THE PROBLEM: Check every line below for the word "parts" and copy each one that has it.

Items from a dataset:
--------------------------------
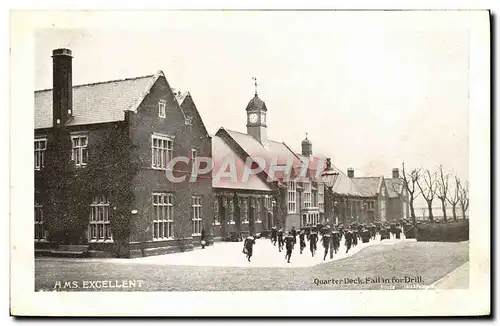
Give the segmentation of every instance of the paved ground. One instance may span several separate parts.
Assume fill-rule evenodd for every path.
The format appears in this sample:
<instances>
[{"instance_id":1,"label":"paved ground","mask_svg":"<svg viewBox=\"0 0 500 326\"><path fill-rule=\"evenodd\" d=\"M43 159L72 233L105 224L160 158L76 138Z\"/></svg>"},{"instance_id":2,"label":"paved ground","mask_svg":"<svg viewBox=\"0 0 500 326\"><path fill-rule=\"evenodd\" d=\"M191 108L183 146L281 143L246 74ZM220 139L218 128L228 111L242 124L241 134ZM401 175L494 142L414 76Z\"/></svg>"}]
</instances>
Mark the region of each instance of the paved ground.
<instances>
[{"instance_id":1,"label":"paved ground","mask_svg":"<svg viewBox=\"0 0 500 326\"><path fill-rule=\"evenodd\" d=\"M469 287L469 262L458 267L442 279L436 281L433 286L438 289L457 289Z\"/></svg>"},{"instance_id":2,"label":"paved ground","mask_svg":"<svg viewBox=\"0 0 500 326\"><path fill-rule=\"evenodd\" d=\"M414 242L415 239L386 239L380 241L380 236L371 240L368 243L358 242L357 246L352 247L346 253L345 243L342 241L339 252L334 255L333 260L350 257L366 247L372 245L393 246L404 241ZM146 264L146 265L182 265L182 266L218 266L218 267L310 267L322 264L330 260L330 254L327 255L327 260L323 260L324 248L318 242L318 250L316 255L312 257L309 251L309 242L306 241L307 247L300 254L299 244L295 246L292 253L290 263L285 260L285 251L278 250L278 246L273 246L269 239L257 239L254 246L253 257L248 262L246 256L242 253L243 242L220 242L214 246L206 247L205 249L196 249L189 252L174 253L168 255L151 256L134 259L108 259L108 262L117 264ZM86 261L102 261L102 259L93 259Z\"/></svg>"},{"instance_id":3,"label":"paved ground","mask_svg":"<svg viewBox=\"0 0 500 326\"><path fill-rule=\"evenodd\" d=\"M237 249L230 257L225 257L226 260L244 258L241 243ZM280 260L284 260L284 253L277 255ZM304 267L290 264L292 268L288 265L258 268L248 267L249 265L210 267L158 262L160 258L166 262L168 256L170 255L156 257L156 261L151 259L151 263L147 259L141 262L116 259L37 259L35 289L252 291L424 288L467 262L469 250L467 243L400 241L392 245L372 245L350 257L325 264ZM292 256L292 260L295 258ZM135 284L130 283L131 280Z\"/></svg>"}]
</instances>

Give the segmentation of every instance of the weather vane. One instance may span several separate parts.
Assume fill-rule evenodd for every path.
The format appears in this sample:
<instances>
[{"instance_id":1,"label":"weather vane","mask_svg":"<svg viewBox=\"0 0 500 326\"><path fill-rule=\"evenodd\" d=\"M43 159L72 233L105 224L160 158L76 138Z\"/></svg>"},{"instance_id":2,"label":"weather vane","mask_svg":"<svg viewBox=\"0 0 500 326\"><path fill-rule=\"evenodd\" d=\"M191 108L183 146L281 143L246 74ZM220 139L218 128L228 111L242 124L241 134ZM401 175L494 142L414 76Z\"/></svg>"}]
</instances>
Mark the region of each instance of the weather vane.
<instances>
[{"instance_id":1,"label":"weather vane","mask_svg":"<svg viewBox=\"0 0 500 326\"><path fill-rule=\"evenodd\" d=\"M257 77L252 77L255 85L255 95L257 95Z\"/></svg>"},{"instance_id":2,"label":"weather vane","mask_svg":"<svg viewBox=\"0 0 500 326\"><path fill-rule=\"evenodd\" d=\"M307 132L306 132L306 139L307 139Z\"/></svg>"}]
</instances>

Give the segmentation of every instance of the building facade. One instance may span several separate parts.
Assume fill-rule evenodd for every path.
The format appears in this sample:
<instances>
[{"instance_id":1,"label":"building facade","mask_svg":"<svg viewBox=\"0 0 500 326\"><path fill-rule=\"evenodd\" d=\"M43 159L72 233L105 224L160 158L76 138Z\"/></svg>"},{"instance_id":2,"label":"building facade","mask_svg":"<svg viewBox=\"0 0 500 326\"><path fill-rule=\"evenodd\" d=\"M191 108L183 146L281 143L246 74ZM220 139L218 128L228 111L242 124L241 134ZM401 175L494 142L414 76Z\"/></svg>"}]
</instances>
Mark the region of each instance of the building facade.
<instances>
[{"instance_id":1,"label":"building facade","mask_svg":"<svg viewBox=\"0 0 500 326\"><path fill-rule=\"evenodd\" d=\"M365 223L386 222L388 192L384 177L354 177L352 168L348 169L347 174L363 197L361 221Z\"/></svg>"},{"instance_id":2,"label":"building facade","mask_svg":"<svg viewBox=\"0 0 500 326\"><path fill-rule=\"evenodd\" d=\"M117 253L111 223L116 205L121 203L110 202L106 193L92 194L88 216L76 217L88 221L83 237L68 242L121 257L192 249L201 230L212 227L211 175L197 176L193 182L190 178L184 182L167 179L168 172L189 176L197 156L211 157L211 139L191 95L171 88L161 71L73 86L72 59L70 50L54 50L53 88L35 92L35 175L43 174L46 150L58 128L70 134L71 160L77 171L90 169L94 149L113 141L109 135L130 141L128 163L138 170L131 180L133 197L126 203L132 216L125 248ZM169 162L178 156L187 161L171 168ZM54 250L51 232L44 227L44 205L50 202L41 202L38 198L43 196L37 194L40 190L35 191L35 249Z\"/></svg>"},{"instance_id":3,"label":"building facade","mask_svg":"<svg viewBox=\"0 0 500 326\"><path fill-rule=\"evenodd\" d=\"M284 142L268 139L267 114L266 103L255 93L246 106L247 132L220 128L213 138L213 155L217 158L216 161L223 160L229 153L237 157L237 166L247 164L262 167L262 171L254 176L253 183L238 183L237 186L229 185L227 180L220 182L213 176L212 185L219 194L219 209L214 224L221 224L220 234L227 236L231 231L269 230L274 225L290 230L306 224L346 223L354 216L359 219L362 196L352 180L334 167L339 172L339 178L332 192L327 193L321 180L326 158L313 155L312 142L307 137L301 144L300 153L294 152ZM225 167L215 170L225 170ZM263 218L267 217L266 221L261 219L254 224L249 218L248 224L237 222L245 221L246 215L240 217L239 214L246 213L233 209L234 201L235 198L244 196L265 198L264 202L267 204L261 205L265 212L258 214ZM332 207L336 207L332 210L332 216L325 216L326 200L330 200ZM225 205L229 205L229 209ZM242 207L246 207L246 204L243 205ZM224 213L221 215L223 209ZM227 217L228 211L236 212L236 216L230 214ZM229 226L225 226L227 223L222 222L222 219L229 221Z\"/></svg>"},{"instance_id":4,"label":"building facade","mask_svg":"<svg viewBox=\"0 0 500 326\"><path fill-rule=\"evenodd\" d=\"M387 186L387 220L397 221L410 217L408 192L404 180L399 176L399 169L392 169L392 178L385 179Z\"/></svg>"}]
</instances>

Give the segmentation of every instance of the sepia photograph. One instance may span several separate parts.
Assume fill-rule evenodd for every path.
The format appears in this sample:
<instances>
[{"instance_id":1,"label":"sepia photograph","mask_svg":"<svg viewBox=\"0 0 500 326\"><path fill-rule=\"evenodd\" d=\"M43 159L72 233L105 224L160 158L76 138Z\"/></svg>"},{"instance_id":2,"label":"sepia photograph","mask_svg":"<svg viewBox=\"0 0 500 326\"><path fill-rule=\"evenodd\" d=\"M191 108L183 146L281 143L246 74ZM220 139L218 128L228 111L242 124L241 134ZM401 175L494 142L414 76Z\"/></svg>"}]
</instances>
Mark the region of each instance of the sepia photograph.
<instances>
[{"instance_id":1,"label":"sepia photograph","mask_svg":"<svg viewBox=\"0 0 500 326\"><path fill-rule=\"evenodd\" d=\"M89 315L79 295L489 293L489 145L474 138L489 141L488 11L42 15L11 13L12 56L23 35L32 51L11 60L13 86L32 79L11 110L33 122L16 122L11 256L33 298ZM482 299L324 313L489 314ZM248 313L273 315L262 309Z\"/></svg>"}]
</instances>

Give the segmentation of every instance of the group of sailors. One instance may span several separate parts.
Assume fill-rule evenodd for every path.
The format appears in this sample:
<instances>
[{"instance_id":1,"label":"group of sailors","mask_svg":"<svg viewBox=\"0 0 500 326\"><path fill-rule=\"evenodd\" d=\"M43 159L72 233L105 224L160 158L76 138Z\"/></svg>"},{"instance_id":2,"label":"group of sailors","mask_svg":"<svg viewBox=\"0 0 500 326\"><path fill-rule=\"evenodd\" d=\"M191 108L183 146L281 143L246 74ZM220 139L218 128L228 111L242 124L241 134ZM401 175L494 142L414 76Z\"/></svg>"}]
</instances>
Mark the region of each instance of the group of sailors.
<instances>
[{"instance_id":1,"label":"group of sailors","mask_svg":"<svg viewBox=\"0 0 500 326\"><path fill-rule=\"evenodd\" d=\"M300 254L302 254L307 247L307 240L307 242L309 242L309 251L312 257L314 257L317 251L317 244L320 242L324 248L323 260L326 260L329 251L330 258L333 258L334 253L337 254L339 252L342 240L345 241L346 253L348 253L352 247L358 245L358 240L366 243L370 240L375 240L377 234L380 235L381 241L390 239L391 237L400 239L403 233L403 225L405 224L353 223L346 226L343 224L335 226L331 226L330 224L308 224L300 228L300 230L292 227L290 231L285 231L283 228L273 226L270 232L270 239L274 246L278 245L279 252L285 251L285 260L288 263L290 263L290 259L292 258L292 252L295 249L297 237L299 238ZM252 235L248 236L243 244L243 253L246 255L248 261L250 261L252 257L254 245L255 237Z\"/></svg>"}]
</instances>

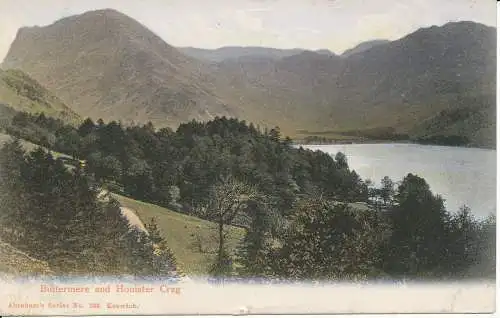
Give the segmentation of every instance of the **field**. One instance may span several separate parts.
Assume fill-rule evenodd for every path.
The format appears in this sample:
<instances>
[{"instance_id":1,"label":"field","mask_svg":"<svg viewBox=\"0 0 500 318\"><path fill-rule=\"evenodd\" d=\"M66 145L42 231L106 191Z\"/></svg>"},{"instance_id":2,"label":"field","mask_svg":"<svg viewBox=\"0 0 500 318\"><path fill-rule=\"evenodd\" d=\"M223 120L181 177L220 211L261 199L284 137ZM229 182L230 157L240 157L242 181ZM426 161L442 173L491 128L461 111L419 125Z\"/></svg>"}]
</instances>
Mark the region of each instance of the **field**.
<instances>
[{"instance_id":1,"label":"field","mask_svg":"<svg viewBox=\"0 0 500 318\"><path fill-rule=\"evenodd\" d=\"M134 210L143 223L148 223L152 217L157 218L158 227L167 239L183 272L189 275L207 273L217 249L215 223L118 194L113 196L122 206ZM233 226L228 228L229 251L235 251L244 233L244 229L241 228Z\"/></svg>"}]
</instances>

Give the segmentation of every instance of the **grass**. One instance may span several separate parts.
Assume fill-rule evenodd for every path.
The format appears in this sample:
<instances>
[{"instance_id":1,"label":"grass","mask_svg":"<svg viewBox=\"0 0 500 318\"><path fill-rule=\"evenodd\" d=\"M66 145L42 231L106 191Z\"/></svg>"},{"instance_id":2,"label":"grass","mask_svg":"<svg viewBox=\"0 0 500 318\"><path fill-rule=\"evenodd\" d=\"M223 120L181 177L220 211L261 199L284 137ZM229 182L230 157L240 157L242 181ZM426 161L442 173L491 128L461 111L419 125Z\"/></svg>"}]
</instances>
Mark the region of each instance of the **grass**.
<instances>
--------------------------------
FINISHED TASK:
Give the segmentation of every instance of the paved ground. One instance may span several separate parts.
Give the segmentation of every instance of the weather vane. One instance may span several separate parts.
Give the segmentation of every instance of the building facade. One instance may span several separate parts.
Give the segmentation of every instance of the sepia photograph. One instance may span several separate parts.
Give the segmentation of every instance of the group of sailors. One instance may span several separate parts.
Give the segmentation of every instance of the **field**. One instance may span several separate parts.
Give the segmentation of every instance of the **grass**. One instance may span several separate parts.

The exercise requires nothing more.